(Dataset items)
________________________

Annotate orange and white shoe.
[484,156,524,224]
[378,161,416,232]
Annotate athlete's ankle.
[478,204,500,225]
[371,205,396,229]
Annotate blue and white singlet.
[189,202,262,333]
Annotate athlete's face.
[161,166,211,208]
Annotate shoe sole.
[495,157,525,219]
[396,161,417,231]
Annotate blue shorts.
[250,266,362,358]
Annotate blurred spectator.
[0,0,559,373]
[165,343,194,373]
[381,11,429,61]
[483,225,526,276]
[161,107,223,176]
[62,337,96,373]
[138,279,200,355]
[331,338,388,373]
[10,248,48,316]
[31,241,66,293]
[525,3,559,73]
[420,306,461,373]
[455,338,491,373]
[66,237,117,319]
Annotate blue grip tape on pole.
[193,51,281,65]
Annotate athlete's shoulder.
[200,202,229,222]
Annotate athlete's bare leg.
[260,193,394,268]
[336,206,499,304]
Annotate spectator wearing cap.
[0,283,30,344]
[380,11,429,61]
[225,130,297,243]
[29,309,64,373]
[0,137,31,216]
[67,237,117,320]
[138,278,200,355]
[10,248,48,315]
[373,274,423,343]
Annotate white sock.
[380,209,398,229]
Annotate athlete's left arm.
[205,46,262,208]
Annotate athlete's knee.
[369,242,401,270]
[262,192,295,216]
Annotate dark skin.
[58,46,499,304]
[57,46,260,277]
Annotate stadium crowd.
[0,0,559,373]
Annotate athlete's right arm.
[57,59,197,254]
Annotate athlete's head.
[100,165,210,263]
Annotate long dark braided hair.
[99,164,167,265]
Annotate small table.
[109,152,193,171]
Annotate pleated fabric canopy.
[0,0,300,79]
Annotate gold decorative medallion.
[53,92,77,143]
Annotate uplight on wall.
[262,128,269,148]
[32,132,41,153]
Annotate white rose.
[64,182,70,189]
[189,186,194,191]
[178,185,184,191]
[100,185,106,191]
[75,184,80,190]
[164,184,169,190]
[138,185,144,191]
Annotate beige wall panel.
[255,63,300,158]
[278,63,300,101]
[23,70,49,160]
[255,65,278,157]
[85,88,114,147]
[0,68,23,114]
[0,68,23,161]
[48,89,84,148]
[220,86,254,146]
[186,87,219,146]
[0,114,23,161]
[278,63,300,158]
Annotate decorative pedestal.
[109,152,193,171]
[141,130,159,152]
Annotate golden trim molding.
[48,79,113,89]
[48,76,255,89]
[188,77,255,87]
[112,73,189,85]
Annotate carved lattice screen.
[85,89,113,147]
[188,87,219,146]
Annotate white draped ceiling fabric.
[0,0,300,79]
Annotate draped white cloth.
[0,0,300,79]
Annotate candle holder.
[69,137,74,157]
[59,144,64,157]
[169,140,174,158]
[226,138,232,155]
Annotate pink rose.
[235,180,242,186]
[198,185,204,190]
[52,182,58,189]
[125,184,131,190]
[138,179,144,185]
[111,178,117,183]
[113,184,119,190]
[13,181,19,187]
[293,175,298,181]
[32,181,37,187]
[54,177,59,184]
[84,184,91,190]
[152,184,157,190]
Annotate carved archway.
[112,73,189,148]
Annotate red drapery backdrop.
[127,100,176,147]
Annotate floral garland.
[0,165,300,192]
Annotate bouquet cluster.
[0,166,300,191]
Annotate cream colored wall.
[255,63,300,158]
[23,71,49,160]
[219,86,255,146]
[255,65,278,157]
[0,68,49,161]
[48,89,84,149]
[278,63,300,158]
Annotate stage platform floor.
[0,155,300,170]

________________________

Direction
Arrange the stretch of the items above from the line containing "Annotate athlete's face." through the line containing "[250,266,362,358]" as a numbered list, leaving out any blank lines. Include only those lines.

Output for this exercise
1. Annotate athlete's face.
2. [161,166,211,208]
3. Annotate shoe sole.
4. [495,157,525,219]
5. [396,161,417,231]
6. Annotate blue shorts.
7. [250,266,362,358]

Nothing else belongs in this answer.